» **Text section**:
Available RAM	Think Budget	Max Tokens	Behavior
< 4 GB	128 (cap 256)	256 (cap 512)	Minimal generation, warning displayed
4-8 GB	256 (cap 1024)	512 (cap 1024)	Constrained, warning displayed
8-12 GB	1024 (cap 2048)	1024 (cap 2048)	Normal operation
>= 12 GB	2048 (cap 8192)	2048 (cap 8192)	Full capability

Hard caps apply even to explicit user values. Supports Windows (wmic), Linux (/proc/meminfo), and macOS (sysctl/vm_stat).

Weight Formats

Format	Size	Quality	Speed (GPU)	Speed (CPU)
Q4 (default)	~3.5 GB	Good	~3.3 tok/s	~1.3 tok/s
F16	~7.5 GB	Best	—	~0.5 tok/s

Q4 uses 4-bit symmetric quantization with group_size=32 and LUT-optimized dequantization. Multi-threaded GEMV/GEMM via rayon for large matrices.

AVX-512 SIMD Acceleration

On CPUs with AVX-512 support (Intel 11th gen+, AMD Zen 4+), QORA-4B automatically uses hand-written AVX-512 SIMD kernels for a ~2.5x CPU speedup:

Kernel	Technique	Speedup
Q4 GEMV	`permutexvar_ps` 16-entry LUT lookup, nibble extract via `cvtepu8_epi32`	~2.5x
F16 GEMV	`cvtph_ps` f16→f32 + `fmadd_ps` FMA accumulation	~2.5x
DeltaNet state	Vectorized decay/retrieve/delta/output over 128-dim heads	~3x
Fused gate+up	Parallel gate & up SIMD LUT decode in MLP	~2.5x

Detection is automatic at runtime — falls back to scalar code on non-AVX-512 CPUs with zero overhead.

Platform Support

Platform	Binary	GPU Backend	Status
Windows x86_64	`qor4b.exe`	Vulkan	Tested
Linux x86_64	`qor4b`	Vulkan	Supported
macOS aarch64	`qor4b`	Metal	Supported

Pre-built binaries are available on the Releases page. GPU is auto-detected — falls back to CPU if unavailable.

Quick Start

Download from the Releases page:
- model.qor4b.part_aa + model.qor4b.part_ab (reassemble below)
- tokenizer.json
- qor4b.exe (Windows) or build from source (Linux/macOS)
Reassemble the model file:

Windows (cmd):

copy /b model.qor4b.part_aa + model.qor4b.part_ab model.qor4b

Linux / macOS:

cat model.qor4b.part_aa model.qor4b.part_ab > model.qor4b

Run:

# Text generation (auto-detects GPU)

» **Required work**:
(1) Which kernels does the QORA-4B page list in its AVX-512 SIMD Acceleration table?
(2) How would you say this sentence from the QORA-4B page in French: "Hard caps apply even to explicit user values."?
Answer from the QORA-4B page only.

» **Items**:
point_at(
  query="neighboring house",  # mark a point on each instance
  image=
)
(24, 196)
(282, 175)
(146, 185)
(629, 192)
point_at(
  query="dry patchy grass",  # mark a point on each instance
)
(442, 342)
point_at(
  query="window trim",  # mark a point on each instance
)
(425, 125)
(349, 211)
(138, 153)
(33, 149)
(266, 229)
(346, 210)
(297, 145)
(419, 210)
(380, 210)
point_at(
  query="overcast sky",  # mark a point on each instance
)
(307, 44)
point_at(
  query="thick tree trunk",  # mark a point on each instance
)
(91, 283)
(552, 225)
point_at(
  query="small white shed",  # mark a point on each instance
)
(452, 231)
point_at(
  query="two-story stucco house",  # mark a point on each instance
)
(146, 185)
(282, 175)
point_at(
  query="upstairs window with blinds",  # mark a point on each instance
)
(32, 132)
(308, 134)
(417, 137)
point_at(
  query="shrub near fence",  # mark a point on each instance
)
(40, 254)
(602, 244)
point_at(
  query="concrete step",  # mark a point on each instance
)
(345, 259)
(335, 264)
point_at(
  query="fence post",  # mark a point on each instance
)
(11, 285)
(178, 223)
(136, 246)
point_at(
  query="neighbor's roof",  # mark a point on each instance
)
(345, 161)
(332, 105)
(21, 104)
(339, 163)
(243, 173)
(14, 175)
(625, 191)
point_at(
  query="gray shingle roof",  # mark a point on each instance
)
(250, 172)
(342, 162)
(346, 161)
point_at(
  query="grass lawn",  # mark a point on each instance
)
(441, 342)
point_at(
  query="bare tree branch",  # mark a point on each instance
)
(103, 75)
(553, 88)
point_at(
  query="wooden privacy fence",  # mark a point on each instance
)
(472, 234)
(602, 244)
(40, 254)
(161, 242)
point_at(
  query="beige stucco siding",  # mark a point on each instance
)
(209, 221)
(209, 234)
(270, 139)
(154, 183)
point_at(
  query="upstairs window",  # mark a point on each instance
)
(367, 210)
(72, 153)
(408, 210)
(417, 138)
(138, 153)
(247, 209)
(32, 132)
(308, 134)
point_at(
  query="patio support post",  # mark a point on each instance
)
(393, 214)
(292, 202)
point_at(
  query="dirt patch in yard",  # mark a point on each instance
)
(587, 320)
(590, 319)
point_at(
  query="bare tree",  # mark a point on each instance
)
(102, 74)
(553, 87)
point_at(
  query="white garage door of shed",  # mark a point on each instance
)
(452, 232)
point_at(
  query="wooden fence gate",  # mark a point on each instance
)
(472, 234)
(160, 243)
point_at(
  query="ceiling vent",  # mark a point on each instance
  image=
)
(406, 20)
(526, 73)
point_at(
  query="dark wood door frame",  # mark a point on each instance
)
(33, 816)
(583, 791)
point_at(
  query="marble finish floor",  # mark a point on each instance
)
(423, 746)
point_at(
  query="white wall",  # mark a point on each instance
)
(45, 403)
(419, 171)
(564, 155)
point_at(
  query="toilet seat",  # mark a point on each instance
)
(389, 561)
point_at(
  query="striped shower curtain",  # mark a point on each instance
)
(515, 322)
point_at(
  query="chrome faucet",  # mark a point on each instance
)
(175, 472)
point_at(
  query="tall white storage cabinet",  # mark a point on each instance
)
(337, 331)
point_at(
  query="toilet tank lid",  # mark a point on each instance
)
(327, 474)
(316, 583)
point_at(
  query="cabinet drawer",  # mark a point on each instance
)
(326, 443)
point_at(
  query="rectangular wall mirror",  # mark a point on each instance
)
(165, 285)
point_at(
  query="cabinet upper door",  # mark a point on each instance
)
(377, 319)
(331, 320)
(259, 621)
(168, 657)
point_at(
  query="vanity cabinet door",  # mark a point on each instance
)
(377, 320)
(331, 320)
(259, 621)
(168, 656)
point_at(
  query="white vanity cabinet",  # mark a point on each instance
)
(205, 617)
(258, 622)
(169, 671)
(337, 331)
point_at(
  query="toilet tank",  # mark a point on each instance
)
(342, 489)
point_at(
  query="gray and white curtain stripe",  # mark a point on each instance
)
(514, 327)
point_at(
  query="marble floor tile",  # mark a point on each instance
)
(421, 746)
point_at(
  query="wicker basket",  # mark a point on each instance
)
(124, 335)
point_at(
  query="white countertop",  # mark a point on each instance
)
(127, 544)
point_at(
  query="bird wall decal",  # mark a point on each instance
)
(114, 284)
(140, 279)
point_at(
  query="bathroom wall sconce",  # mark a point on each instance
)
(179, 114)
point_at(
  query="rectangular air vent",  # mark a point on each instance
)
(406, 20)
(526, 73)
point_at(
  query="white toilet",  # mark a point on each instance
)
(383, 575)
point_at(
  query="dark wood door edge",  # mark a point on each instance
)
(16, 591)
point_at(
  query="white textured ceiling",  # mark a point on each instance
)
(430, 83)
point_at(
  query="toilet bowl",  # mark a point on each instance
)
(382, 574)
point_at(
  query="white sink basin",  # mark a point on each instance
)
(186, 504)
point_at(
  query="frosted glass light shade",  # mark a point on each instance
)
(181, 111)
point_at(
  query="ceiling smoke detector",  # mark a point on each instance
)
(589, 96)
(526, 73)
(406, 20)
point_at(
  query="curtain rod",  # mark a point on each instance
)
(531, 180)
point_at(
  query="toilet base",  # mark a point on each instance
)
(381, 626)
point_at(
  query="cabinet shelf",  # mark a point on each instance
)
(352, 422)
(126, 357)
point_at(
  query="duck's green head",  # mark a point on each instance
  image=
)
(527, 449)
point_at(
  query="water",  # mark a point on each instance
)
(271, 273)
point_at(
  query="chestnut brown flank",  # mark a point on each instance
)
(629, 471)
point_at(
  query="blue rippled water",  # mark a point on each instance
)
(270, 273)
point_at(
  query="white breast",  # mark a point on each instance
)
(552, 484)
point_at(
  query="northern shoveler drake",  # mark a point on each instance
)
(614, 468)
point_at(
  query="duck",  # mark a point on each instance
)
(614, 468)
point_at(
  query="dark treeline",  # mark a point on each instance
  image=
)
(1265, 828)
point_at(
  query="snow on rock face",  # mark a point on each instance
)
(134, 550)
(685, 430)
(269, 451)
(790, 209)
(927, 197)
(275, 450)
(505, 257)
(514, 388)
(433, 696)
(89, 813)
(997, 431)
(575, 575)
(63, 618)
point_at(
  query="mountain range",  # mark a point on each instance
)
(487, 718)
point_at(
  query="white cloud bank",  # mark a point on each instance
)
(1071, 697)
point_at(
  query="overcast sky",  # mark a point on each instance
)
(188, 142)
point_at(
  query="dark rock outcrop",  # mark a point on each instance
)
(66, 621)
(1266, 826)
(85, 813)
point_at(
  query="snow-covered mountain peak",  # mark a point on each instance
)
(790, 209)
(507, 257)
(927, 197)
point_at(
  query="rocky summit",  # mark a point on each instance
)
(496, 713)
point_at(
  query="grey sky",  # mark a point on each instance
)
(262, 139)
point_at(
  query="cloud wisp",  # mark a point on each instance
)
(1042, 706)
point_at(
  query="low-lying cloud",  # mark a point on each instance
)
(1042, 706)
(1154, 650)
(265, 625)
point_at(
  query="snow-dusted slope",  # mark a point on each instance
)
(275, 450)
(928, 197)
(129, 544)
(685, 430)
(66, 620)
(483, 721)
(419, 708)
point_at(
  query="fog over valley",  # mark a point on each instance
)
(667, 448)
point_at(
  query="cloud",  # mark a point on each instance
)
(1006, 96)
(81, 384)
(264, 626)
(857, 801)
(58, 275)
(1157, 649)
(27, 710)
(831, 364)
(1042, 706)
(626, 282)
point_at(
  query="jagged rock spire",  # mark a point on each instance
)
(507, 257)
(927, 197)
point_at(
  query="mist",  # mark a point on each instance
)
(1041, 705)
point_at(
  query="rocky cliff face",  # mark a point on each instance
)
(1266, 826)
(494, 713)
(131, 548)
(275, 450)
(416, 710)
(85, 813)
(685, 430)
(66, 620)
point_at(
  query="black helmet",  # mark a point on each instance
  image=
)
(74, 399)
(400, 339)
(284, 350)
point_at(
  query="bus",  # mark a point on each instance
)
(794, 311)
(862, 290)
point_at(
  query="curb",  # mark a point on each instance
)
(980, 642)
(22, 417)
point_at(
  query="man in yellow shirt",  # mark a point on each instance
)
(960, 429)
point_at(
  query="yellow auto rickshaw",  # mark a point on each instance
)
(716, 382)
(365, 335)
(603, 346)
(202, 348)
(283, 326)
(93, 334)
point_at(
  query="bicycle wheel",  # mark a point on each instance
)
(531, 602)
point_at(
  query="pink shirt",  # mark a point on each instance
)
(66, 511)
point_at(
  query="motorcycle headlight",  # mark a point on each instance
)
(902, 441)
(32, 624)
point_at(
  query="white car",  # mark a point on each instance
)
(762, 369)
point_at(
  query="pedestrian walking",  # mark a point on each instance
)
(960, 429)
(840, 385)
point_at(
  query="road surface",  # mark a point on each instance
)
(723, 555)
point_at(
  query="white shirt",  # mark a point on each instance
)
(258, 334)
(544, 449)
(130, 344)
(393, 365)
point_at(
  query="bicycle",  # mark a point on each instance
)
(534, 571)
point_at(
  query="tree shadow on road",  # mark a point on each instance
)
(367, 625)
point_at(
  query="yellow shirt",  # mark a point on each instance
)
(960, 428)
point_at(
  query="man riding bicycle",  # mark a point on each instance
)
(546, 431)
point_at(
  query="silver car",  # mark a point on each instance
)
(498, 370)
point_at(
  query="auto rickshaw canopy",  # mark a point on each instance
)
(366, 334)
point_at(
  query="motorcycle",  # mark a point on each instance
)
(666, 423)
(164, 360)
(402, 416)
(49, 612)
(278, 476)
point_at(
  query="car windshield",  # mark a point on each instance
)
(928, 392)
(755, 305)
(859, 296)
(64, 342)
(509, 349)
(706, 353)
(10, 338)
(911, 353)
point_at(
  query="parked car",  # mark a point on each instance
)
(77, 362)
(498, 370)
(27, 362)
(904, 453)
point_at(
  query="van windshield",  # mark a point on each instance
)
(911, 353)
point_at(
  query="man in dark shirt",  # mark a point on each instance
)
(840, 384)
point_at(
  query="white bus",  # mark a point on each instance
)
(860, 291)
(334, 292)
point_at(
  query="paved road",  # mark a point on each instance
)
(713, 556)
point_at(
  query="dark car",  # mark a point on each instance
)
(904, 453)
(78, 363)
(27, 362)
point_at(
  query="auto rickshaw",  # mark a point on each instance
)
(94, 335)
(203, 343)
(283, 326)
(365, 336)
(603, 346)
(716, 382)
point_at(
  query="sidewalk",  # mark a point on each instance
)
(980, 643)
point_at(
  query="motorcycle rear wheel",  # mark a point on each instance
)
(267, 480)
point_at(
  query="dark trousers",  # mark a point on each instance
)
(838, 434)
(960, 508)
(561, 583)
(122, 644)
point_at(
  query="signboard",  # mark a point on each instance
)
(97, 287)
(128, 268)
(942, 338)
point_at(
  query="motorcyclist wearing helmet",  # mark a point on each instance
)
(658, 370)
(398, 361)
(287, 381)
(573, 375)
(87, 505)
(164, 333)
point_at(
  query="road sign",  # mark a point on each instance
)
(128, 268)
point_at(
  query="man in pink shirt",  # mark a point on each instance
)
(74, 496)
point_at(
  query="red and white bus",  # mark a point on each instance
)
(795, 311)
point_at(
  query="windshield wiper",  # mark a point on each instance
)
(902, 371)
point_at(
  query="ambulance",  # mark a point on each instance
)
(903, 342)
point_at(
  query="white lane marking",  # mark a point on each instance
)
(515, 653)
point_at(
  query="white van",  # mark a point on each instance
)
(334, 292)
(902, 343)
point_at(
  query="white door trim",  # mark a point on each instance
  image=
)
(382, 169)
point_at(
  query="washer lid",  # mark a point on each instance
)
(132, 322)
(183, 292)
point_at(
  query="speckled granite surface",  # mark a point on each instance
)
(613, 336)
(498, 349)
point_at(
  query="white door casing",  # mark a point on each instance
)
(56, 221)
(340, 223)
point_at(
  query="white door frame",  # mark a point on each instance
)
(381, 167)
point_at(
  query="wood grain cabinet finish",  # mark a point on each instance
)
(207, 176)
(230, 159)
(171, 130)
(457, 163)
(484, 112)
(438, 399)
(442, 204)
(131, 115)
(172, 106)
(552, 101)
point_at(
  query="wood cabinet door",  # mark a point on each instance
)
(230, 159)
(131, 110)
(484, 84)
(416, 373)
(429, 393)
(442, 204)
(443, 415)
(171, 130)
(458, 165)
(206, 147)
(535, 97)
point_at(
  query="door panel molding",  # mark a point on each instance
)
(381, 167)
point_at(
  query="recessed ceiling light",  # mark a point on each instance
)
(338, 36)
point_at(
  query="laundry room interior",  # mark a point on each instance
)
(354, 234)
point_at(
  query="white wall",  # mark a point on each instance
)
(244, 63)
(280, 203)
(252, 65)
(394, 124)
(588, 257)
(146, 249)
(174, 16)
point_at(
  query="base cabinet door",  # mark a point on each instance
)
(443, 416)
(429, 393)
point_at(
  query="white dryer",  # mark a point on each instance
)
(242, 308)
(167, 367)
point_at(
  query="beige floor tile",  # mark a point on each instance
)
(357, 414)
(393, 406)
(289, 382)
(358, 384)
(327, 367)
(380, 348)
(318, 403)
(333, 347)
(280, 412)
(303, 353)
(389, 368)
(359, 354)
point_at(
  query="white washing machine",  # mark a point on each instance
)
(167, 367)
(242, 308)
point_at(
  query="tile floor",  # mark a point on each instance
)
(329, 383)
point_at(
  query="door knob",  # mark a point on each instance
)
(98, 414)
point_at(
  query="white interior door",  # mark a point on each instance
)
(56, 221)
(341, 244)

» **Written responses**:
(1) Q4 GEMV, F16 GEMV, DeltaNet state, Fused gate+up

(2) Les plafonds stricts s'appliquent même aux valeurs explicitement fournies par l'utilisateur.